REQUEST –
Please render every line of the items below as a numbered list, leaving out blank lines and the pictures.

Region annotation items
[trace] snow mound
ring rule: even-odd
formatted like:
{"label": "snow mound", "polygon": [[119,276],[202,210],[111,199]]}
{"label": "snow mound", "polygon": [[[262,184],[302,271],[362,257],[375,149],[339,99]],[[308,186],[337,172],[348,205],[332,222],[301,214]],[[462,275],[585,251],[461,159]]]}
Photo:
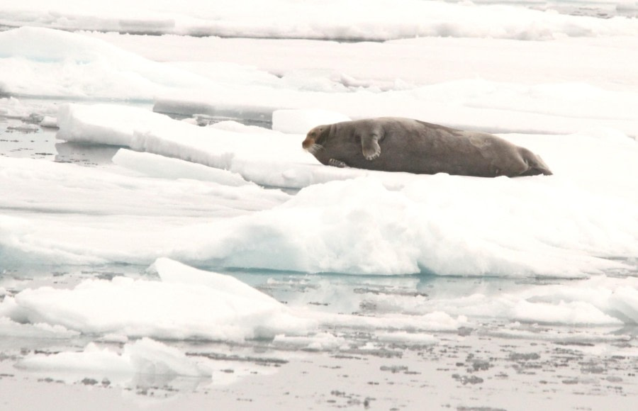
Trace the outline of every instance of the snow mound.
{"label": "snow mound", "polygon": [[71,371],[100,377],[146,374],[168,376],[210,376],[211,371],[196,364],[180,350],[149,338],[124,345],[121,354],[91,342],[79,352],[34,354],[16,364],[32,371]]}
{"label": "snow mound", "polygon": [[[116,277],[85,280],[70,290],[26,289],[5,298],[0,313],[14,321],[84,333],[160,339],[240,341],[314,326],[233,277],[164,259],[152,269],[170,282]],[[178,282],[182,276],[186,282]]]}

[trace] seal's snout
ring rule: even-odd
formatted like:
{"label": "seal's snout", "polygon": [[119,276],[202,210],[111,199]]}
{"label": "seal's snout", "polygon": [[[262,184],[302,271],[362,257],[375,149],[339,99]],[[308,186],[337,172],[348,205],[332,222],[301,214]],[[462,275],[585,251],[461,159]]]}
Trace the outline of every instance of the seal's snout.
{"label": "seal's snout", "polygon": [[301,143],[301,147],[305,150],[308,150],[310,147],[313,147],[315,145],[315,139],[308,135],[306,137],[306,140],[303,140],[303,142]]}

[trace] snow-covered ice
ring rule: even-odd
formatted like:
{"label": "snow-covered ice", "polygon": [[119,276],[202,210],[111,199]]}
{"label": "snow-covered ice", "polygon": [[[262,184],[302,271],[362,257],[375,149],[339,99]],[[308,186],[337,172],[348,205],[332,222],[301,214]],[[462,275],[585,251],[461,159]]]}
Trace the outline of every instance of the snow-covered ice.
{"label": "snow-covered ice", "polygon": [[[634,402],[635,1],[363,3],[0,5],[6,401]],[[301,147],[377,116],[498,133],[554,175]]]}

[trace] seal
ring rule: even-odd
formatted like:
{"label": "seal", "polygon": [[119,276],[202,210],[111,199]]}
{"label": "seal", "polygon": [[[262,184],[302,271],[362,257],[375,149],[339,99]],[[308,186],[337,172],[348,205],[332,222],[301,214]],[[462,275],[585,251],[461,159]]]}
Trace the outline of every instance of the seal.
{"label": "seal", "polygon": [[540,157],[486,133],[381,117],[318,125],[301,147],[323,164],[477,177],[552,175]]}

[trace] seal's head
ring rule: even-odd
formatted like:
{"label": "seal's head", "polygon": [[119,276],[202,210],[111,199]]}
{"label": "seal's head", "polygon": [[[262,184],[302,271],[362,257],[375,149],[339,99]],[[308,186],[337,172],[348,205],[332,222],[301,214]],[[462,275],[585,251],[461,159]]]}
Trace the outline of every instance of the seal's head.
{"label": "seal's head", "polygon": [[318,125],[308,132],[308,134],[306,135],[306,140],[301,143],[301,147],[306,151],[314,154],[323,148],[322,145],[328,138],[330,131],[330,125]]}

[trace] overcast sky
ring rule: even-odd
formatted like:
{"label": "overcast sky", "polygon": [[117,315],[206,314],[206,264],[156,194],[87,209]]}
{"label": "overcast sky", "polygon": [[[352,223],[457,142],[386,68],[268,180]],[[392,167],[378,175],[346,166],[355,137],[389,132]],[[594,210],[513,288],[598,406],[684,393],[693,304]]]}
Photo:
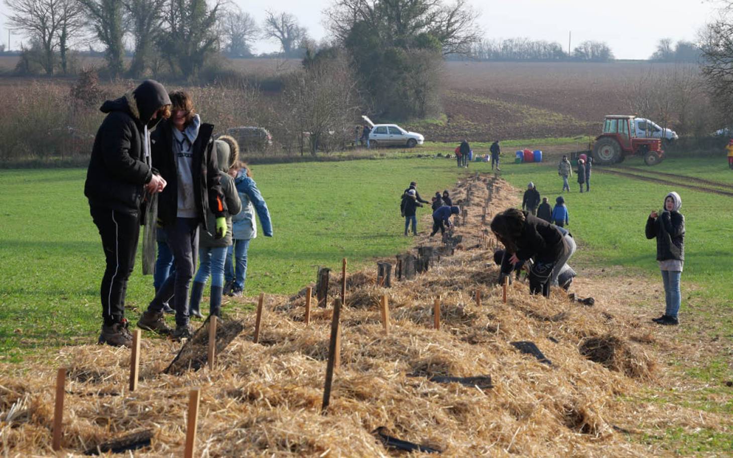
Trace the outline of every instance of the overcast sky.
{"label": "overcast sky", "polygon": [[[287,11],[316,40],[323,38],[323,10],[332,0],[232,0],[262,22],[265,10]],[[617,59],[647,59],[660,38],[694,41],[697,31],[713,18],[715,4],[709,0],[665,1],[600,1],[599,0],[467,0],[480,15],[478,25],[492,39],[527,37],[557,41],[567,48],[568,32],[572,47],[581,41],[606,42]],[[613,5],[613,6],[611,6]],[[623,10],[619,10],[623,7]],[[7,44],[5,19],[7,7],[0,3],[0,43]],[[20,37],[12,37],[18,48]],[[254,52],[277,51],[274,43],[259,41]]]}

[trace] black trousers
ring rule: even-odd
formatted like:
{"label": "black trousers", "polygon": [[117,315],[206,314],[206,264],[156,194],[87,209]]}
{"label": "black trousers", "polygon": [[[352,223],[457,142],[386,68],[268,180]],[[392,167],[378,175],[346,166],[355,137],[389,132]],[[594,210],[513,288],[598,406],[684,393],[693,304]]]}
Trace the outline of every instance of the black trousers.
{"label": "black trousers", "polygon": [[199,251],[199,220],[196,218],[177,218],[176,222],[163,228],[168,237],[168,246],[173,253],[174,274],[168,276],[158,288],[155,298],[148,306],[150,311],[163,310],[163,303],[173,298],[171,306],[176,310],[176,325],[188,324],[188,287],[196,269]]}
{"label": "black trousers", "polygon": [[135,267],[140,217],[103,207],[91,207],[89,213],[99,229],[104,249],[106,267],[100,298],[104,324],[110,326],[125,317],[125,295]]}

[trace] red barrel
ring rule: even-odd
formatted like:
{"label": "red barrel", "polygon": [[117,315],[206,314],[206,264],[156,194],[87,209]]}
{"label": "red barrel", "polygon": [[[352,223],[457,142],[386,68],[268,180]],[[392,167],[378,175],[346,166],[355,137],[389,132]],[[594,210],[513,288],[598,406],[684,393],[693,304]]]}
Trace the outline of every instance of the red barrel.
{"label": "red barrel", "polygon": [[534,153],[531,149],[524,150],[524,162],[534,162]]}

SOLUTION TO THIS PROBLEM –
1. [trace] snow mound
2. ring rule: even-odd
3. formatted like:
4. {"label": "snow mound", "polygon": [[119,276],[202,210],[111,199]]}
5. {"label": "snow mound", "polygon": [[[262,184],[302,271],[362,257],[375,149],[339,99]],[[308,186],[337,172],[348,205],[332,222],[301,214]],[[462,275],[585,251],[461,159]]]}
6. Photo:
7. Trace the outline of every instance of the snow mound.
8. {"label": "snow mound", "polygon": [[71,371],[100,377],[146,374],[168,376],[210,376],[211,371],[196,364],[180,350],[149,338],[124,345],[121,354],[91,342],[79,352],[34,354],[16,364],[32,371]]}
9. {"label": "snow mound", "polygon": [[[116,277],[85,280],[70,290],[26,289],[5,298],[0,313],[14,321],[84,333],[160,339],[240,341],[314,326],[233,277],[164,259],[152,269],[170,282]],[[178,282],[182,276],[186,282]]]}
10. [trace] seal's snout
11. ring rule: even-odd
12. formatted like:
13. {"label": "seal's snout", "polygon": [[119,276],[202,210],[111,199]]}
14. {"label": "seal's snout", "polygon": [[[262,184],[302,271],[362,257],[375,149],[339,99]],[[308,186],[337,172],[348,205],[332,222],[301,214]],[[462,275],[585,251],[461,159]]]}
15. Trace the outline of every instance of the seal's snout.
16. {"label": "seal's snout", "polygon": [[301,143],[301,147],[305,150],[308,150],[310,147],[313,147],[315,145],[315,139],[308,135],[306,137],[306,140],[303,140],[303,142]]}
17. [trace] snow-covered ice
18. ring rule: even-odd
19. formatted like:
20. {"label": "snow-covered ice", "polygon": [[119,276],[202,210],[111,199]]}
21. {"label": "snow-covered ice", "polygon": [[[262,184],[302,271],[362,257],[375,149],[339,99]],[[308,186],[337,172],[348,205],[332,222],[301,214]],[[462,275],[585,251],[461,159]]]}
22. Trace the outline of every instance of the snow-covered ice.
23. {"label": "snow-covered ice", "polygon": [[[634,402],[635,1],[363,3],[0,5],[6,401]],[[301,147],[377,116],[498,133],[554,175]]]}
24. [trace] seal
25. ring rule: even-odd
26. formatted like:
27. {"label": "seal", "polygon": [[119,276],[202,210],[111,199]]}
28. {"label": "seal", "polygon": [[[262,184],[302,271],[362,257],[375,149],[339,99]],[[308,186],[337,172],[348,205],[332,222],[301,214]],[[462,275],[585,251],[461,159]]]}
29. Trace the outline of every instance of the seal.
30. {"label": "seal", "polygon": [[540,157],[486,133],[381,117],[318,125],[301,147],[323,164],[477,177],[552,175]]}
31. [trace] seal's head
32. ring rule: even-odd
33. formatted like:
34. {"label": "seal's head", "polygon": [[119,276],[202,210],[111,199]]}
35. {"label": "seal's head", "polygon": [[[262,184],[302,271],[362,257],[375,149],[339,99]],[[308,186],[337,172],[348,205],[332,222],[301,214]],[[462,275],[585,251],[461,159]]]}
36. Trace the outline of every instance of the seal's head.
37. {"label": "seal's head", "polygon": [[318,125],[308,132],[308,134],[306,135],[306,140],[301,143],[301,147],[306,151],[314,154],[323,148],[322,145],[328,138],[330,131],[330,125]]}
38. [trace] overcast sky
39. ring rule: even-odd
40. formatted like:
41. {"label": "overcast sky", "polygon": [[117,315],[206,314],[206,264],[156,194],[87,209]]}
42. {"label": "overcast sky", "polygon": [[[352,223],[457,142],[386,68],[268,180]],[[392,167],[378,175],[346,166],[355,137],[389,132]],[[594,210],[513,288],[598,406],[684,393],[693,304]]]}
43. Photo:
44. Trace the outline of every instance of the overcast sky.
45. {"label": "overcast sky", "polygon": [[[287,11],[316,40],[323,38],[323,10],[332,0],[232,0],[262,22],[265,10]],[[617,59],[647,59],[660,38],[694,41],[697,31],[713,18],[715,4],[709,0],[665,1],[600,1],[599,0],[467,0],[480,15],[478,25],[492,39],[527,37],[557,41],[567,48],[568,32],[572,47],[581,41],[606,42]],[[613,5],[613,6],[611,6]],[[623,10],[619,10],[623,7]],[[7,44],[5,19],[7,7],[0,3],[0,43]],[[20,37],[12,37],[18,48]],[[254,52],[277,51],[274,43],[259,41]]]}
46. [trace] black trousers
47. ring rule: even-odd
48. formatted like:
49. {"label": "black trousers", "polygon": [[117,315],[206,314],[206,264],[156,194],[87,209]]}
50. {"label": "black trousers", "polygon": [[[352,223],[457,142],[386,68],[268,180]],[[392,167],[378,175],[346,166],[355,137],[389,132]],[[594,210],[513,288],[598,406],[684,393],[693,304]]]}
51. Trace the outline of every instance of the black trousers.
52. {"label": "black trousers", "polygon": [[199,251],[199,220],[196,218],[177,218],[176,222],[163,228],[168,237],[168,246],[173,253],[174,274],[168,276],[158,288],[155,298],[148,306],[150,311],[163,310],[163,303],[173,298],[171,306],[176,310],[176,325],[188,324],[188,287],[196,269]]}
53. {"label": "black trousers", "polygon": [[135,267],[140,217],[103,207],[91,207],[89,213],[99,229],[104,249],[106,267],[100,298],[104,324],[110,326],[125,317],[125,295]]}
54. [trace] red barrel
55. ring rule: even-odd
56. formatted like:
57. {"label": "red barrel", "polygon": [[117,315],[206,314],[206,264],[156,194],[87,209]]}
58. {"label": "red barrel", "polygon": [[[352,223],[457,142],[386,68],[268,180]],[[392,167],[378,175],[346,166],[355,137],[389,132]],[[594,210],[513,288],[598,406],[684,393],[693,304]]]}
59. Trace the outline of every instance of the red barrel.
60. {"label": "red barrel", "polygon": [[534,153],[531,149],[524,150],[524,162],[534,162]]}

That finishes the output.